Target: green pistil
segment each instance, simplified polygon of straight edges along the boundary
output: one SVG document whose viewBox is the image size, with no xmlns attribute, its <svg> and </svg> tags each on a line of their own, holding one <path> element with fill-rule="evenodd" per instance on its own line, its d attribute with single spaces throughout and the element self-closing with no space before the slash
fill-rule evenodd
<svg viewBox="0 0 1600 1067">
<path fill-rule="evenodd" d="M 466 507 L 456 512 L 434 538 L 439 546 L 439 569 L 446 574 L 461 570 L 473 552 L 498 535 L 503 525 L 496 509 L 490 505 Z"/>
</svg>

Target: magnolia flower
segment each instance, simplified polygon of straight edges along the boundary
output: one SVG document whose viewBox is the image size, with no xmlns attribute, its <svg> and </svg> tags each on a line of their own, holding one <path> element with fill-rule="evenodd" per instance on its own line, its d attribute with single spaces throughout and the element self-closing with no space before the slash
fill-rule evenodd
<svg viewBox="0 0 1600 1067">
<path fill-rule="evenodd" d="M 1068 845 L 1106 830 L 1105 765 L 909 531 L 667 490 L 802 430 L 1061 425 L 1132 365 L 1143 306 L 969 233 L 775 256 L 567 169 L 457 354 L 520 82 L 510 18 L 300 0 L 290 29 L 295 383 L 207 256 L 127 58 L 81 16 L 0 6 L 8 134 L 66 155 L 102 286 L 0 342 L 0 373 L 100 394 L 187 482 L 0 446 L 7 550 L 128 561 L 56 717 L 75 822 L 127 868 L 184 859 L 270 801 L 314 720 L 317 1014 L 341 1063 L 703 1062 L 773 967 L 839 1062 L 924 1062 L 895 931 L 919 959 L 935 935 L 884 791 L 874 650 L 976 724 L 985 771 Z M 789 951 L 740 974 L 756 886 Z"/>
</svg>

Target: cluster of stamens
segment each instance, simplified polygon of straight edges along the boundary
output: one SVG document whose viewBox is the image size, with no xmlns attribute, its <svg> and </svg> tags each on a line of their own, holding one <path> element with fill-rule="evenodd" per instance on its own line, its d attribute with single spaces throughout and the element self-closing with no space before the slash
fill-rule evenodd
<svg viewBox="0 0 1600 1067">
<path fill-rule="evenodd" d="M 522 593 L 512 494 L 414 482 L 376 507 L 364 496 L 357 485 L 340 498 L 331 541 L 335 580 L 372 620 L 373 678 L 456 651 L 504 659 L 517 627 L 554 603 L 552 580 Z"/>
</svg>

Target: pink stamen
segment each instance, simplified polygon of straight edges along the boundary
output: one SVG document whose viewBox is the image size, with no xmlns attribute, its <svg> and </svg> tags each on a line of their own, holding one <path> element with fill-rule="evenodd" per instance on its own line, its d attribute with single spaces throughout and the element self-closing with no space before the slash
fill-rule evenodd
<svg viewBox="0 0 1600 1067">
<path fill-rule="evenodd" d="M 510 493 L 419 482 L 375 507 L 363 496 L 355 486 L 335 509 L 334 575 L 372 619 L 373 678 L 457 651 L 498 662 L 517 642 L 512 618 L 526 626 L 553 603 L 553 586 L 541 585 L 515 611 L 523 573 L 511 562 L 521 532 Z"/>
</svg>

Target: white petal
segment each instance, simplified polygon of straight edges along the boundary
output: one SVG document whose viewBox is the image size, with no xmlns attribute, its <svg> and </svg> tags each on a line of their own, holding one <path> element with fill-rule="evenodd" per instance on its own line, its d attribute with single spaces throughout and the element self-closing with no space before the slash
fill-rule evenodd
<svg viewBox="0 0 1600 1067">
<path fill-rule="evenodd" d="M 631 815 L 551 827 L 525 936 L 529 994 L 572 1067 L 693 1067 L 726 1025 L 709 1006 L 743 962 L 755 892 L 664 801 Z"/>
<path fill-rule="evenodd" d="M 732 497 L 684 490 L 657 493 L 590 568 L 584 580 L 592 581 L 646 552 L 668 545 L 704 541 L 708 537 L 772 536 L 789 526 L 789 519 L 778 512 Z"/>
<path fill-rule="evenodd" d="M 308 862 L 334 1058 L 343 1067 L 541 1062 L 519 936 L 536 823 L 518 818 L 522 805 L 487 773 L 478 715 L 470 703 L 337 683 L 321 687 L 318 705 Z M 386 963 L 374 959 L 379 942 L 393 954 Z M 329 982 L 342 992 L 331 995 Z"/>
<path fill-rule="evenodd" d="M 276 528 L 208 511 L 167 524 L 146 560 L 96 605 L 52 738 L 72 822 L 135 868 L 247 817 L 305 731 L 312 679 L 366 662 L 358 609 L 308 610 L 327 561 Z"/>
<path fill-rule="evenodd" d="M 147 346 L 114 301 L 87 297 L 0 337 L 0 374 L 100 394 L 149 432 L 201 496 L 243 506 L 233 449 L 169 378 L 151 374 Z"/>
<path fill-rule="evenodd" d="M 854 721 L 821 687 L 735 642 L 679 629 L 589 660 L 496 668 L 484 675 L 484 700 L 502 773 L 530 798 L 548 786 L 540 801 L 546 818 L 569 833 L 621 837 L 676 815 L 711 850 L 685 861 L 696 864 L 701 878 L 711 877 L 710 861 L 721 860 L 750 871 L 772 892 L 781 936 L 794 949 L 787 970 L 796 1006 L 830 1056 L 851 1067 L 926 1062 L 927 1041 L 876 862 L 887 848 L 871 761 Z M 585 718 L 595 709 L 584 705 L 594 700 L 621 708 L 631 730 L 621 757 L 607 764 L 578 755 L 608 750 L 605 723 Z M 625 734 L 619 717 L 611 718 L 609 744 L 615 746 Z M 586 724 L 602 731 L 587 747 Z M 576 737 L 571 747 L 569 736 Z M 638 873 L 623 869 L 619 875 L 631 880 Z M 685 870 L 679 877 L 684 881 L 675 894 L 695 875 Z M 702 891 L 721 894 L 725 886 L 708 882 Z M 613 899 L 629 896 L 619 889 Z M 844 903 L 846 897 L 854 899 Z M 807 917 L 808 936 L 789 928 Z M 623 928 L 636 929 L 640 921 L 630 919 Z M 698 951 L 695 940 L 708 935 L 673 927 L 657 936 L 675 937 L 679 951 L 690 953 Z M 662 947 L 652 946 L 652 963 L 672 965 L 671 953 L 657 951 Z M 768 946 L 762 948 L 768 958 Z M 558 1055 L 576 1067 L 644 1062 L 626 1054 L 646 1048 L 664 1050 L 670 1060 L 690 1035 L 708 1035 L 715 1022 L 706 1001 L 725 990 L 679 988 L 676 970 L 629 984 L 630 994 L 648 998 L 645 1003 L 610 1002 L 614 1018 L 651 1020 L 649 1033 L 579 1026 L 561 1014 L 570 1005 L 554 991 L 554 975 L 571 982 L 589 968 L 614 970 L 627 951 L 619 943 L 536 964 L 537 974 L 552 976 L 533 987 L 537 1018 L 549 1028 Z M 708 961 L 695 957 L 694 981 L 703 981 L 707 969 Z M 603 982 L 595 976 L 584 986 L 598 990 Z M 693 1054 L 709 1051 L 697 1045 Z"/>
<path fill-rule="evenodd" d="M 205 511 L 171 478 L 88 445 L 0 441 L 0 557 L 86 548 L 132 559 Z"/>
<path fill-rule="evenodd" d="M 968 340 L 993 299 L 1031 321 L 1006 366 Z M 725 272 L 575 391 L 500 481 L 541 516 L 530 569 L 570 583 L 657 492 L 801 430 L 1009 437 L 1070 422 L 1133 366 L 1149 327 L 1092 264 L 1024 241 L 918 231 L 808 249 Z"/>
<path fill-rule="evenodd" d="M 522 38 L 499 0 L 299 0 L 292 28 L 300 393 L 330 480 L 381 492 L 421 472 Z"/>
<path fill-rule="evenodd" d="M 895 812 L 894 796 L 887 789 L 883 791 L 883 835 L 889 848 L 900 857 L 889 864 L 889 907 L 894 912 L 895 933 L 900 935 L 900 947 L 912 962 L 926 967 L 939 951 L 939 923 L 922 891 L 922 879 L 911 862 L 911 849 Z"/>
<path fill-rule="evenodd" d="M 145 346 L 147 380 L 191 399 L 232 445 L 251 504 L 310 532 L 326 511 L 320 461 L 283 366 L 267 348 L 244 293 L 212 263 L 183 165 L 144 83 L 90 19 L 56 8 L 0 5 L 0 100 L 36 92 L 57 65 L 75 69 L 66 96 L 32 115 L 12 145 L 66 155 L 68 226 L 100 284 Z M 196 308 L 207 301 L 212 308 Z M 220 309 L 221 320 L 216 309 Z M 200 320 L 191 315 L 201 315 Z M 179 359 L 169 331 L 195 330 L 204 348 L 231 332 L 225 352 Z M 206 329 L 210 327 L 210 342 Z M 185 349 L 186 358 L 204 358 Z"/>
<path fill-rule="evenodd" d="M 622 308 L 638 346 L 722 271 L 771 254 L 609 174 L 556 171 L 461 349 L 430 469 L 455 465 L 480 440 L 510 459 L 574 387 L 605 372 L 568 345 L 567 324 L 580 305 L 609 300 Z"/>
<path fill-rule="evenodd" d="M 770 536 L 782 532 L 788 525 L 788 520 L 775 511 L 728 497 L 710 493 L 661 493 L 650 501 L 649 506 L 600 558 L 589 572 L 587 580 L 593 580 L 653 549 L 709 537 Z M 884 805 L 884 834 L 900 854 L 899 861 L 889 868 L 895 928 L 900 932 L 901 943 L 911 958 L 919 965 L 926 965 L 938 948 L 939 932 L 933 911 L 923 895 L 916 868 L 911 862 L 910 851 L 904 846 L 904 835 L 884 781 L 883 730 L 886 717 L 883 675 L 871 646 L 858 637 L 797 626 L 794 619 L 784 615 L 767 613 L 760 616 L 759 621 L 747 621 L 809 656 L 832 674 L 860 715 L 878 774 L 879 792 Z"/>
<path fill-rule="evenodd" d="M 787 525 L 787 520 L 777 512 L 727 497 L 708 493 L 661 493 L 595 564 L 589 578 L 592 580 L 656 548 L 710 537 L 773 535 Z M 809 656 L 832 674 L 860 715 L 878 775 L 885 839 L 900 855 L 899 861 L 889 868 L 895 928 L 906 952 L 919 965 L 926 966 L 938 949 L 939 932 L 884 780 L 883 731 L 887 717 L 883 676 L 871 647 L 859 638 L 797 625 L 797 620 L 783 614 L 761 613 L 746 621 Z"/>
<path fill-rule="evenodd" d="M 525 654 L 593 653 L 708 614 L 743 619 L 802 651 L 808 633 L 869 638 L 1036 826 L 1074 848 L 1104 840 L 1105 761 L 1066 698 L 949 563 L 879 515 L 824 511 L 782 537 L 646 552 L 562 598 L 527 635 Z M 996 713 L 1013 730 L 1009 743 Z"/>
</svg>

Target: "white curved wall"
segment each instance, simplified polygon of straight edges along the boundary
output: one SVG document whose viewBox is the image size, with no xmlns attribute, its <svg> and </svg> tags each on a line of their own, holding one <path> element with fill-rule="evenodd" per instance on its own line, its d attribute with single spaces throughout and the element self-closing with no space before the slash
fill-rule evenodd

> _Problem to solve_: Using the material above, quote the first line and each line after it, stopping at and including the line that holds "Target: magnolia flower".

> _Reply_:
Target: green pistil
segment each instance, simplified polygon of straight edges along the boundary
output: one SVG document whose viewBox is the image size, with no xmlns attribute, its <svg> and </svg> tags each on a line of their own, holding one <path> element with fill-rule="evenodd" per instance on its own line, its d attribute with single spaces throughout and the element self-closing with no space before the slash
fill-rule evenodd
<svg viewBox="0 0 1600 1067">
<path fill-rule="evenodd" d="M 466 507 L 456 512 L 434 538 L 439 546 L 439 569 L 446 574 L 461 570 L 473 552 L 498 535 L 503 525 L 496 509 L 490 505 Z"/>
</svg>

Target: magnolia flower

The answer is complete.